> _DOCUMENT EXCERPT_
------------------------------------------------

2017-03-11 Thread Robert Haas
On Fri, Mar 10, 2017 at 7:42 PM, Bruce Momjian  wrote:
> On Fri, Mar 10, 2017 at 07:15:59PM -0500, Peter Eisentraut wrote:
>> On 3/10/17 14:40, Andres Freund wrote:
>> > I'd really like to get it in.  The performance improvements on its own
>> > are significant, and it provides the basis for significantly larger
>> > improvements again (JIT) - those followup improvements are large patches
>> > again though, so I'd rather not do all of that next cycle.
>> >
>> > My next step (over the weekend) is to add tests to execQual.c to get it
>> > a good chunk closer to 100% test coverage, and then do the same for the
>> > new implementation (there's probably very little additional tests needed
>> > after the conversion).  Given all tests pass before/after, and there's a
>> > lot of them, I think we can have a reasonable confidence of a low bug
>> > density.
>>
>> That seems like a plan, but now would probably be a good time for some
>> other hackers to take note of this proposal.
>
> Well, the executor is long overdue for improvement, so I would love to
> have this in 10.0.  I am not sure what additional polishing will happen
> if we punt it for 11.0.  I think the only downside of having it in 10.0
> is that it will not have lived in the source tree for as long a time
> between commit and PG release, but if it is tested, that seems fine.

Yeah.  I think we can't rule out the possibility that this patch is
full of bugs, but (1) a lot of the change is pretty mechanical and (2)
none of this touches the on-disk format or the catalog contents, so it
doesn't break anybody's existing install if we have to patch it.  On
the other hand, (3) it's a big patch and (4) if expression evaluation
doesn't work, PostgreSQL is pretty much unusable.

------------------------------------------------

> _DATASET RECORDS_
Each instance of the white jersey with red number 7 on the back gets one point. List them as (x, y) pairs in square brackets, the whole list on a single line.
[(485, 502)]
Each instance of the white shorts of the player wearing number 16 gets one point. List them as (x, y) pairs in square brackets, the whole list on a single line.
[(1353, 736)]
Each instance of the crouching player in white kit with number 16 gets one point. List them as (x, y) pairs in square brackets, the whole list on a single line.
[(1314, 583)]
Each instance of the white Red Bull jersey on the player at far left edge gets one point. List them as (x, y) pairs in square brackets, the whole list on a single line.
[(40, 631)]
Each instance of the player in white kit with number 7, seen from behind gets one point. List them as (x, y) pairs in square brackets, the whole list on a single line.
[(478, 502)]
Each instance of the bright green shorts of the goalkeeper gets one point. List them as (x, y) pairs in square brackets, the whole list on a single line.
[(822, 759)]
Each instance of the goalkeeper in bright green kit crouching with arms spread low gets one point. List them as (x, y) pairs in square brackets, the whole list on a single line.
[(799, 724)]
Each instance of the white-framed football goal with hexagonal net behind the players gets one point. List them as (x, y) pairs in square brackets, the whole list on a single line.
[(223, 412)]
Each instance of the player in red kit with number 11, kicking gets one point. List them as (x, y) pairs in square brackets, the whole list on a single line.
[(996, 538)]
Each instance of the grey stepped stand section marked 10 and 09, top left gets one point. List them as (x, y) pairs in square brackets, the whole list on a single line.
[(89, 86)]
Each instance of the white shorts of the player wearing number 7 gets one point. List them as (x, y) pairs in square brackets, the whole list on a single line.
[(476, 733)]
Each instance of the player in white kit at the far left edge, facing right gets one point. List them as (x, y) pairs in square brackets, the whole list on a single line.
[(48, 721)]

------------------------------------------------

> _PROMPT_
Please copy out the executor patch thread in full, word for word. The entries stand apart from the executor patch thread.

> _RESULT OF THIS EXERCISE_
2017-03-11 Thread Robert Haas
On Fri, Mar 10, 2017 at 7:42 PM, Bruce Momjian  wrote:
> On Fri, Mar 10, 2017 at 07:15:59PM -0500, Peter Eisentraut wrote:
>> On 3/10/17 14:40, Andres Freund wrote:
>> > I'd really like to get it in.  The performance improvements on its own
>> > are significant, and it provides the basis for significantly larger
>> > improvements again (JIT) - those followup improvements are large patches
>> > again though, so I'd rather not do all of that next cycle.
>> >
>> > My next step (over the weekend) is to add tests to execQual.c to get it
>> > a good chunk closer to 100% test coverage, and then do the same for the
>> > new implementation (there's probably very little additional tests needed
>> > after the conversion).  Given all tests pass before/after, and there's a
>> > lot of them, I think we can have a reasonable confidence of a low bug
>> > density.
>>
>> That seems like a plan, but now would probably be a good time for some
>> other hackers to take note of this proposal.
>
> Well, the executor is long overdue for improvement, so I would love to
> have this in 10.0.  I am not sure what additional polishing will happen
> if we punt it for 11.0.  I think the only downside of having it in 10.0
> is that it will not have lived in the source tree for as long a time
> between commit and PG release, but if it is tested, that seems fine.

Yeah.  I think we can't rule out the possibility that this patch is
full of bugs, but (1) a lot of the change is pretty mechanical and (2)
none of this touches the on-disk format or the catalog contents, so it
doesn't break anybody's existing install if we have to patch it.  On
the other hand, (3) it's a big patch and (4) if expression evaluation
doesn't work, PostgreSQL is pretty much unusable.